DIRECTIONS: Write out each entry again. Keep every word exactly as it is.

EXERCISE DATA:
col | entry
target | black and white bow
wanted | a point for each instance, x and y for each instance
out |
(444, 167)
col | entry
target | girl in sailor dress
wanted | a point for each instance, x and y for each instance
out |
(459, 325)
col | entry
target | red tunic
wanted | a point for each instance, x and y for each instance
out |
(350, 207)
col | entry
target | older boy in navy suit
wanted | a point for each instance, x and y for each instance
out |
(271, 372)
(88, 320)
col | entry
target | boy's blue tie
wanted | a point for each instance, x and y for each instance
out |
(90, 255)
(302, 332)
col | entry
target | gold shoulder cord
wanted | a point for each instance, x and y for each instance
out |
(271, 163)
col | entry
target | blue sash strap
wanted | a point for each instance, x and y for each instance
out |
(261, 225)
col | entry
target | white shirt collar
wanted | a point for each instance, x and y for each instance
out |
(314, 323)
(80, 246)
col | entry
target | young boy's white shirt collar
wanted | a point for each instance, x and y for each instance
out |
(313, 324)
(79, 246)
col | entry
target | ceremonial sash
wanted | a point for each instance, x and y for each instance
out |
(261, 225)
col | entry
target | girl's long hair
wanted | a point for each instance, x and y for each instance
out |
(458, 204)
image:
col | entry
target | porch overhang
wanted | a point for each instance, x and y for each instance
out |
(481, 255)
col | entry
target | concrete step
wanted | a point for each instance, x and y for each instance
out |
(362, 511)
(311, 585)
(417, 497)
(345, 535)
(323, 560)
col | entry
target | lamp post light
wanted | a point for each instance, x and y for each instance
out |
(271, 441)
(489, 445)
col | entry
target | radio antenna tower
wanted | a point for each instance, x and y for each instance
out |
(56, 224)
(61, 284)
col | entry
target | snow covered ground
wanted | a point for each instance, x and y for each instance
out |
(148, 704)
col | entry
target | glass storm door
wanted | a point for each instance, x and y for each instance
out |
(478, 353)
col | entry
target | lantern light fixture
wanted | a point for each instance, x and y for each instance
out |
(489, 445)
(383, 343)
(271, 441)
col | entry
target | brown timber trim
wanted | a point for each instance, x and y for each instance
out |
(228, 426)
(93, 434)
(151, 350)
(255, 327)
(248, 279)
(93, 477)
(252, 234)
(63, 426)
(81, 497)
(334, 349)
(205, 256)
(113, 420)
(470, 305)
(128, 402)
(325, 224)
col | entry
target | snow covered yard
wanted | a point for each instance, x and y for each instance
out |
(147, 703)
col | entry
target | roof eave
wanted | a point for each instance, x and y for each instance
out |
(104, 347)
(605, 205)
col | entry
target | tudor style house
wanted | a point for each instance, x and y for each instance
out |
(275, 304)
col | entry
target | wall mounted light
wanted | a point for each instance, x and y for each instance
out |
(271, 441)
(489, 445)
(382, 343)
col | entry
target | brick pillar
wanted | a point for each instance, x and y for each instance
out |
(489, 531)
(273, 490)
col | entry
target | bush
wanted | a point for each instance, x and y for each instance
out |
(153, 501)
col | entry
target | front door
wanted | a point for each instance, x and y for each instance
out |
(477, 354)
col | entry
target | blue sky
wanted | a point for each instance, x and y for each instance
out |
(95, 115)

TASK ANSWER:
col | entry
target | black and white bow
wanted | a point for each instance, x and y for each instance
out |
(444, 167)
col | entry
target | girl in sailor dress
wanted | a point for each instance, x and y for each instance
out |
(459, 325)
col | entry
target | red tunic
wanted | a point for each instance, x and y for each instance
out |
(350, 207)
col | entry
target | older boy in navy suit
wanted | a point for each instance, x and y for each instance
out |
(271, 372)
(88, 320)
col | entry
target | boy's blue tie
wanted | a point for each instance, x and y for each instance
out |
(90, 255)
(302, 332)
col | entry
target | gold shoulder cord
wanted | a point for each instance, x and y for each instance
out |
(271, 163)
col | entry
target | blue sash strap
wanted | a point for each instance, x and y for each instance
out |
(261, 225)
col | entry
target | white shirt collar
wanted | a point for each instance, x and y for each instance
out |
(314, 323)
(80, 246)
col | entry
target | young boy's white shirt collar
wanted | a point for each instance, x and y for each instance
out |
(313, 324)
(79, 246)
col | entry
target | ceremonial sash
wanted | a point for each instance, x and y for each instance
out |
(261, 225)
col | entry
target | girl's long hair
wanted | a point for each instance, x and y for each instance
out |
(458, 204)
image:
col | entry
target | porch overhang
wanted | a point for each instance, x and y for each instance
out |
(481, 255)
col | entry
target | concrete step
wanted | a point for each instance, x and y for each instance
out |
(362, 511)
(311, 585)
(417, 497)
(345, 535)
(323, 560)
col | entry
target | lamp post light
wanted | a point for each instance, x and y for each instance
out |
(271, 441)
(489, 445)
col | entry
target | radio antenna tower
wanted | a point for each instance, x and y for each instance
out |
(56, 224)
(61, 284)
col | entry
target | snow covered ground
wanted | a point for each instance, x and y for each instance
out |
(148, 704)
col | entry
target | glass storm door
wanted | a point for each instance, x and y for each instance
out |
(478, 353)
col | entry
target | lantern light fixture
wanted | a point for each instance, x and y for each instance
out |
(489, 445)
(383, 343)
(271, 441)
col | entry
target | brown timber trim
wanted | a point for each instance, x and y for each instance
out |
(228, 426)
(93, 434)
(151, 350)
(255, 327)
(248, 279)
(93, 477)
(252, 234)
(63, 426)
(81, 497)
(334, 349)
(205, 256)
(113, 420)
(470, 305)
(128, 402)
(325, 224)
col | entry
target | snow covered yard
wanted | a point for each instance, x and y for each instance
out |
(147, 703)
col | entry
target | roof eave
wanted | a point for each instance, x and y for each instance
out |
(104, 347)
(605, 205)
col | entry
target | tudor style house
wanted | a point for each instance, x and y for each instance
out |
(275, 304)
col | entry
target | wall mounted light
wanted | a point for each instance, x and y for each instance
out |
(271, 441)
(489, 445)
(382, 343)
col | entry
target | brick pillar
wanted | a point for each instance, x and y for each instance
out |
(489, 531)
(273, 490)
col | entry
target | bush
wanted | a point for each instance, x and y for each instance
out |
(153, 501)
col | entry
target | front door
wanted | a point for each instance, x and y for each instance
out |
(477, 354)
col | entry
target | blue sky
wanted | a point for each instance, x and y for each instance
out |
(95, 115)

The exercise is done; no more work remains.